## Source document
- Opening Delimiter -
Background

Coronary artery disease can lead to a myocardial infarction (MI), representing one of the leading causes of death globally [1]. Although the recent decades have seen a decrease in post-MI mortality, this has been coupled with an increase in heart failure (HF) [2]. Roughly 14–36% of patients hospitalized due to an acute myocardial infarction (AMI) develop HF [3]. This chronic condition burdens the health system, accounting for annual healthcare costs of roughly 40 billion USD in America [4]. Furthermore, mortality and morbidity rates of post-MI HF remain high despite the therapies available [5,6,7], with current treatments not failing to regenerate the damaged cardiac tissues. Hence, the need for novel strategies is strongly felt [8], with stem-cell-based therapies presenting as a promising option [9].

Beginning in the late twentieth century, the possibility of regenerating cardiac tissue using stem cells was explored in pre-clinical studies [10,11,12,13] before swiftly transitioning to the clinical phase [14, 15]. One safe and highly available stem cell population for such applications is mesenchymal stromal cells (MSCs), which can be isolated from the bone marrow, heart, Wharton’s jelly, and adipose tissue [16, 17]. These cells are easy to isolate and grow ex vivo and have excellent characteristics for in vivo usage [18]. Furthermore, allogeneic and autologous MSCs reportedly offer equal safety and efficacy [19], with one trial on cardiomyopathy patients, indicating that MSCs have twice the efficacy of bone marrow-derived mononuclear cells (BM-MNCs) [20]. Accordingly, MSCs appear to be the optimal option for cardiac stem-cell-based therapies.
- Closing Delimiter -
## Dataset excerpts
- Opening Delimiter -
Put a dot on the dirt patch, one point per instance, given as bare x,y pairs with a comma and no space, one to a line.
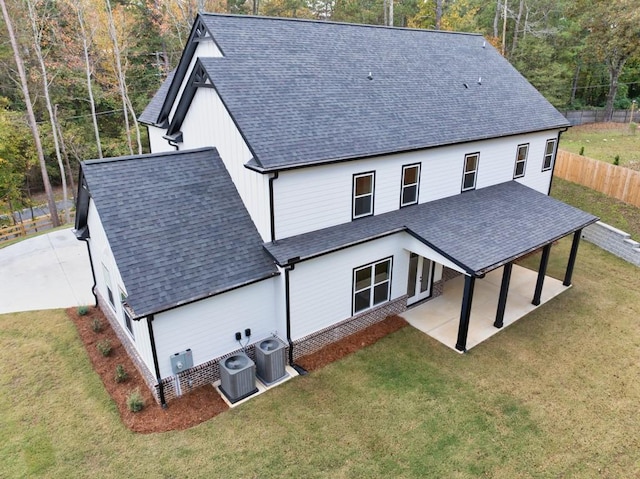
352,343
202,403
189,410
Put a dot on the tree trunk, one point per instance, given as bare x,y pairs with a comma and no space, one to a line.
516,29
574,84
37,39
615,68
87,66
496,18
63,149
53,210
439,14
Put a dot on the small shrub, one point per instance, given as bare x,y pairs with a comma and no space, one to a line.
104,347
96,325
135,401
121,374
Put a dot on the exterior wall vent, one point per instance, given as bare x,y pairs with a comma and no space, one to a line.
237,377
271,360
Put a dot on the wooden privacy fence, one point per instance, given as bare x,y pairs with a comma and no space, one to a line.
616,181
27,227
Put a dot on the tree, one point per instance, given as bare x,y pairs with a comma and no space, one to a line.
613,28
37,47
53,210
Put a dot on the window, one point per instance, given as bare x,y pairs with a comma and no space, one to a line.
410,182
521,161
363,185
125,313
107,282
470,171
371,285
549,151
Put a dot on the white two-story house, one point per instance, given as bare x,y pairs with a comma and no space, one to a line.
308,179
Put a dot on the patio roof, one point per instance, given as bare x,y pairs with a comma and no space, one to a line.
479,230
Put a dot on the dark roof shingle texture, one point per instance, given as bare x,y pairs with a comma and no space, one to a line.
300,94
479,230
177,227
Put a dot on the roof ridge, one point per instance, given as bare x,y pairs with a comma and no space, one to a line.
333,22
115,159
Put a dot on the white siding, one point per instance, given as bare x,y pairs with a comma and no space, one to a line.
205,49
157,144
208,327
209,124
321,289
318,197
101,255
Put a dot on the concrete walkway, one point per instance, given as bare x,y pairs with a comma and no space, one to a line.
440,317
46,272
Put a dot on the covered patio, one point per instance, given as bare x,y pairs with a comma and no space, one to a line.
440,317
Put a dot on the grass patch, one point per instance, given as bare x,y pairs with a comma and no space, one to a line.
610,210
554,395
604,141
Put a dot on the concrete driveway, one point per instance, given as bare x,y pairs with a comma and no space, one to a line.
46,272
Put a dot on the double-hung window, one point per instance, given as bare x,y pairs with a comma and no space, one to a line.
107,282
410,183
521,161
125,313
470,172
363,188
549,152
371,285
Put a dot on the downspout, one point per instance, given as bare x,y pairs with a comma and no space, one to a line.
272,218
287,297
555,157
93,271
155,361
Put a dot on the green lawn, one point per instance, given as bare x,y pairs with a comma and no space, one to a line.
603,141
554,395
610,210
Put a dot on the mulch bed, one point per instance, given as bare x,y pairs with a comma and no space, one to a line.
202,403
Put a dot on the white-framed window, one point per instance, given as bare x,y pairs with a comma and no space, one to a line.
363,188
371,285
125,313
107,282
410,185
521,161
470,171
549,152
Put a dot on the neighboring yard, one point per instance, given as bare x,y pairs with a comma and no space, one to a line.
611,211
603,141
555,395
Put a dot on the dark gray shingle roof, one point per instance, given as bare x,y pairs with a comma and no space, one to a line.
177,227
478,230
150,114
300,94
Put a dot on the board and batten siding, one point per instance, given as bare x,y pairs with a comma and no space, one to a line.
208,123
208,327
101,254
321,289
313,198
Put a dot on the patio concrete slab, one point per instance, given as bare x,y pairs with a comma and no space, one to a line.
440,317
46,272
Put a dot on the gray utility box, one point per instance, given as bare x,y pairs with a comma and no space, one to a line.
271,358
237,377
181,361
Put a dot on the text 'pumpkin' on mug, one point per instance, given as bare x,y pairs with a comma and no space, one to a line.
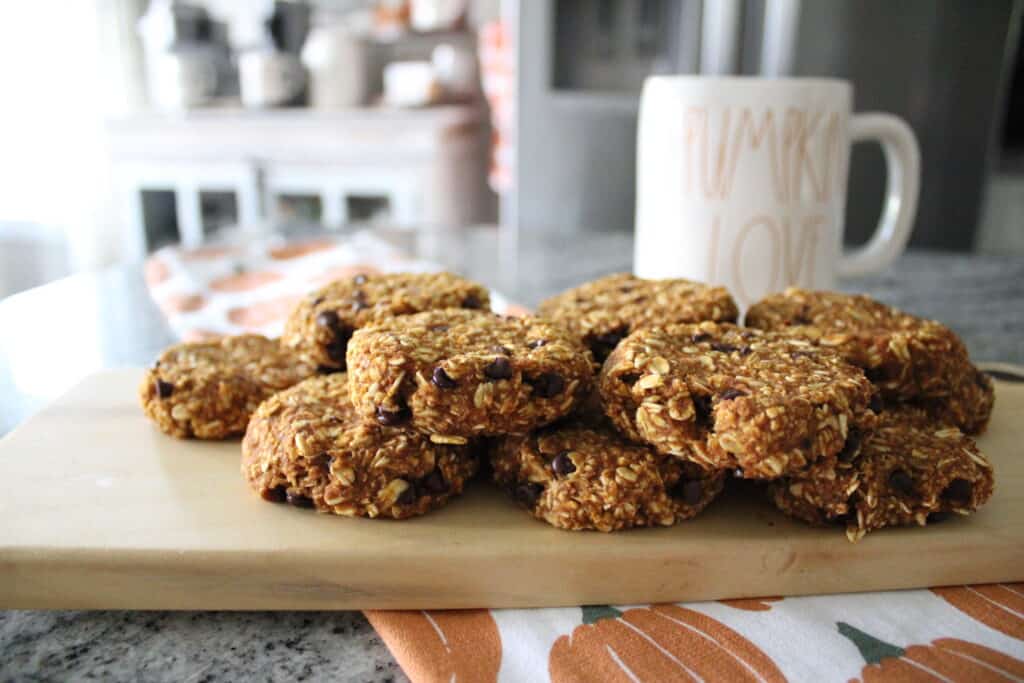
741,182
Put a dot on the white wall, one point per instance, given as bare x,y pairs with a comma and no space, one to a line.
53,171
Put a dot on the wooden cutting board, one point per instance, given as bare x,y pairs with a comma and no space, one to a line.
102,511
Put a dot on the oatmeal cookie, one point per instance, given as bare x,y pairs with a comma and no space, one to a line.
605,310
209,389
728,397
581,474
306,446
969,404
318,329
909,470
907,357
456,374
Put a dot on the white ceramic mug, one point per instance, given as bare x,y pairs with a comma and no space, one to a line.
741,182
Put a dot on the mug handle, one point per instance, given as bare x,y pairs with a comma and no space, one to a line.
902,185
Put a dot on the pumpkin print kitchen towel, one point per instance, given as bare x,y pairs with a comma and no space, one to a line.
970,633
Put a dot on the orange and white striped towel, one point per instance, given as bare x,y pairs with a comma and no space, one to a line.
251,287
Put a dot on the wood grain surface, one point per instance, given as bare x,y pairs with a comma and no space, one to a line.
102,511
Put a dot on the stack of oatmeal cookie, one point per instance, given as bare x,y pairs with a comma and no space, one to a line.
625,402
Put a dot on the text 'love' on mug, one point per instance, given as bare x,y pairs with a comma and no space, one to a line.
741,182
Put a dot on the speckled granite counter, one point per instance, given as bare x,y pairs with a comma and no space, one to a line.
108,321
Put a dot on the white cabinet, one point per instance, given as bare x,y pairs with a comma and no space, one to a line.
417,167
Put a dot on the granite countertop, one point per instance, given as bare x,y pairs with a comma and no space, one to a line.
55,334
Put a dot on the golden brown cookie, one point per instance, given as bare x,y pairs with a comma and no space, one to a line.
730,397
457,374
907,357
582,474
209,389
605,310
306,446
910,470
318,329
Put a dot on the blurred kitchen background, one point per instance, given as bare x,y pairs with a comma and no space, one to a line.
132,124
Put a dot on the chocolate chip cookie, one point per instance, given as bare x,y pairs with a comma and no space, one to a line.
729,397
457,374
605,310
318,329
907,357
308,447
910,470
209,389
581,474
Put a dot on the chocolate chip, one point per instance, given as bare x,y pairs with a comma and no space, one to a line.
528,494
958,491
901,481
500,369
164,389
876,375
359,301
562,465
629,379
328,318
392,418
847,518
434,482
275,495
441,380
689,492
409,496
336,350
852,445
299,501
548,385
701,407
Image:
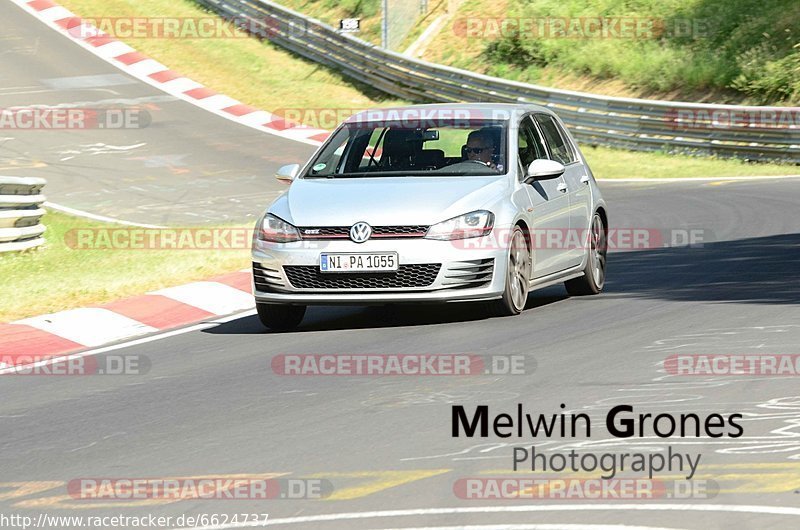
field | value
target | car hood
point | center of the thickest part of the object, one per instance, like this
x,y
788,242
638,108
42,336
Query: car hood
x,y
385,200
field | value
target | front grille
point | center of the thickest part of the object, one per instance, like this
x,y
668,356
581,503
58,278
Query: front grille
x,y
266,279
343,232
466,274
407,276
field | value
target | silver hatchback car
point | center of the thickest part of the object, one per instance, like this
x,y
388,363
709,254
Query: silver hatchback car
x,y
432,203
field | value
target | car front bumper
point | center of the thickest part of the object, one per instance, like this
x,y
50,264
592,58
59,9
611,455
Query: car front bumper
x,y
470,270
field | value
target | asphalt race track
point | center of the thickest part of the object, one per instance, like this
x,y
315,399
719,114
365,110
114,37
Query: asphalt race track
x,y
211,404
187,167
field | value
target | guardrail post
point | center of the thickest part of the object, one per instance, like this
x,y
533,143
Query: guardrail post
x,y
21,212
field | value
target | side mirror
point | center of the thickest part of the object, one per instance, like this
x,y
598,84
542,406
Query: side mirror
x,y
287,174
544,170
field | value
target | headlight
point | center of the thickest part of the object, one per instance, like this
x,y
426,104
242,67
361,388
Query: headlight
x,y
276,230
473,224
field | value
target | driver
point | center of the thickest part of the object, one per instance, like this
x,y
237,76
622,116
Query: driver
x,y
480,147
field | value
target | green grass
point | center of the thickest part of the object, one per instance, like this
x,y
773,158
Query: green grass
x,y
59,276
733,50
607,163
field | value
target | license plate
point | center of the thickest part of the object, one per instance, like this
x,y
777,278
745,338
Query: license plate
x,y
373,262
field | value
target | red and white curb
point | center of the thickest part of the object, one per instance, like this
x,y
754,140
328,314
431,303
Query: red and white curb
x,y
154,73
36,338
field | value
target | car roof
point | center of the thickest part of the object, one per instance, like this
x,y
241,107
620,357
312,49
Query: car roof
x,y
496,111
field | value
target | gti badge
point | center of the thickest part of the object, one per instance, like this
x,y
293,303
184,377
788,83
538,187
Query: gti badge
x,y
360,232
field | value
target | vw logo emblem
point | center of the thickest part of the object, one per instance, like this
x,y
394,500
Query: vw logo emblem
x,y
360,232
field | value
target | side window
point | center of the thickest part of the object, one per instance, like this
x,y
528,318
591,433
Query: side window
x,y
530,145
371,154
560,150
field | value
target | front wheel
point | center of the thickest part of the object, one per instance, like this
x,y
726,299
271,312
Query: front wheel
x,y
280,317
594,274
518,276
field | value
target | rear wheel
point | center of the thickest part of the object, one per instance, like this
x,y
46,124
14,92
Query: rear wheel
x,y
515,295
280,317
594,274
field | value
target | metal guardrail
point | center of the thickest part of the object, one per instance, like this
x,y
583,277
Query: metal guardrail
x,y
637,124
21,213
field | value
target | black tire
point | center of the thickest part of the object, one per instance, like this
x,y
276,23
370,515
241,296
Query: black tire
x,y
515,295
594,274
280,317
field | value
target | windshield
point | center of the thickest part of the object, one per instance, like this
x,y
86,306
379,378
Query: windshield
x,y
456,147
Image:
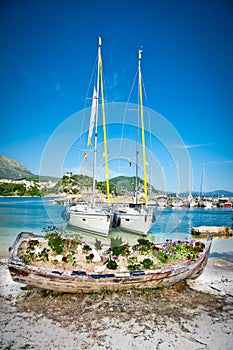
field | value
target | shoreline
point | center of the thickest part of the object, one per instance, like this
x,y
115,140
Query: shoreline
x,y
198,315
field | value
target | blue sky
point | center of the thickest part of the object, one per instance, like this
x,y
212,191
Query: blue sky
x,y
48,49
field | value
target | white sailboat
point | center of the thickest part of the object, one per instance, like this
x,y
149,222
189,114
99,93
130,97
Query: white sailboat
x,y
177,201
204,202
137,217
89,217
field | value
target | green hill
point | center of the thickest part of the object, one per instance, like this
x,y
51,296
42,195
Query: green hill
x,y
12,170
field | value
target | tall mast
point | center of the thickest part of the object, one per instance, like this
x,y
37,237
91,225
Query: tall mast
x,y
141,113
96,123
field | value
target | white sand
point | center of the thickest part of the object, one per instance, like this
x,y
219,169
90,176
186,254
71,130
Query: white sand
x,y
27,330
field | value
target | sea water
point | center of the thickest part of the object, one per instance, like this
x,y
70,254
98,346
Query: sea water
x,y
19,214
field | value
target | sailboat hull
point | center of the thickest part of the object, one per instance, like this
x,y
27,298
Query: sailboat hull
x,y
97,222
134,221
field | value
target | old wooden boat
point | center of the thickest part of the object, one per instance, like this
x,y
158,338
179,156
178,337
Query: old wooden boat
x,y
216,231
89,277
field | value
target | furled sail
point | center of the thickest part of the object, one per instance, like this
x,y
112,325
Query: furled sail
x,y
93,114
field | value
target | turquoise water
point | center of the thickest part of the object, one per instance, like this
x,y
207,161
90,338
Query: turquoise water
x,y
34,214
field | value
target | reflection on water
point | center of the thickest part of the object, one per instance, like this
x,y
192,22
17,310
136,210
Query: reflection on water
x,y
34,214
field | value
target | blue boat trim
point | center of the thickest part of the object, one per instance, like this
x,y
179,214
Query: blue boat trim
x,y
106,275
137,272
78,273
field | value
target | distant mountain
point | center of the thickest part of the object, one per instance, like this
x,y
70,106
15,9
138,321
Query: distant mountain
x,y
12,170
213,194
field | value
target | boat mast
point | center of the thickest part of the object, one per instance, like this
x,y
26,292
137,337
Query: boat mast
x,y
96,124
141,113
104,130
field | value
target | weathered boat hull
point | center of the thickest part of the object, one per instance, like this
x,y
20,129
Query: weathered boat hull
x,y
218,231
88,283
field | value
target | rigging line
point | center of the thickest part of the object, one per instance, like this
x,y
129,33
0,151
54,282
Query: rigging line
x,y
149,125
124,117
85,104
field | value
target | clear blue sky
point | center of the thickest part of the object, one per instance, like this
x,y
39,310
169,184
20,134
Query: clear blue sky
x,y
48,49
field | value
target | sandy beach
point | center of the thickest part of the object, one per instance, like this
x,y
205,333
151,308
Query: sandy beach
x,y
196,315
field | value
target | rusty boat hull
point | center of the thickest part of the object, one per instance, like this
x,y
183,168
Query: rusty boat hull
x,y
79,282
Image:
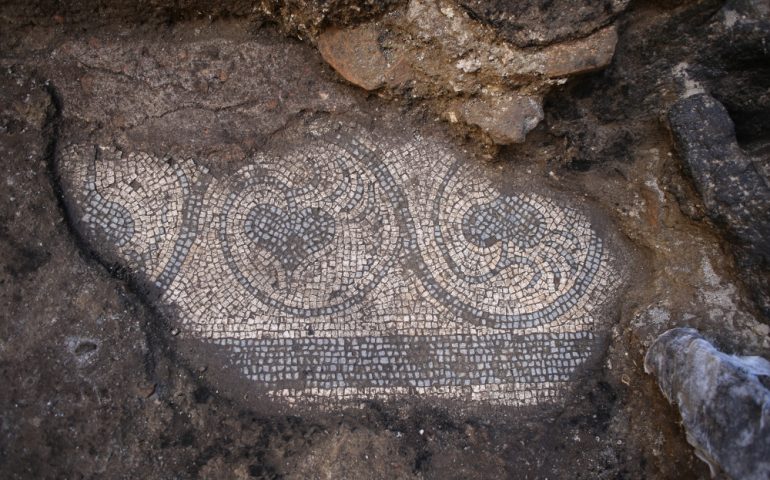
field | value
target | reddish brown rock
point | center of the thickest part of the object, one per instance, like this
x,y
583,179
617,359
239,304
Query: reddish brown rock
x,y
505,119
355,54
580,56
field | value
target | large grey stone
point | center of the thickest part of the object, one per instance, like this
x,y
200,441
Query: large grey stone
x,y
723,399
734,185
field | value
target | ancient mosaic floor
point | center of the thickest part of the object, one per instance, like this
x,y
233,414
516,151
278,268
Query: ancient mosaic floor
x,y
349,266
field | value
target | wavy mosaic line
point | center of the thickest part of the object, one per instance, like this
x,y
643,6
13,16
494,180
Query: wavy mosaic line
x,y
353,267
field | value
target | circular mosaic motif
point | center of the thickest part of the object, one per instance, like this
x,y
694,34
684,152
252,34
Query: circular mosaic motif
x,y
355,267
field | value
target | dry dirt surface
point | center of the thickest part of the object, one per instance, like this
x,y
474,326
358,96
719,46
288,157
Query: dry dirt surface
x,y
104,371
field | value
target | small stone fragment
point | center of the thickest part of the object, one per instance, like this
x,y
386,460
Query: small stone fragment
x,y
507,119
355,54
580,56
724,401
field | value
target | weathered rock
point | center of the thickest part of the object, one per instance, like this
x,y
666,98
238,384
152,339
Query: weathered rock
x,y
355,54
506,120
734,186
723,399
443,54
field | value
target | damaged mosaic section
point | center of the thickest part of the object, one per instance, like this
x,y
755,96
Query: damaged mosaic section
x,y
353,266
- Closing Delimiter -
## Task objective
Translate this sentence from the background section on stem-cell therapy for heart damage into Spanish: "Accordingly, MSCs appear to be the optimal option for cardiac stem-cell-based therapies."

## Exercise answer
Por consiguiente, las MSC parecen ser la opción óptima para las terapias cardíacas basadas en células madre.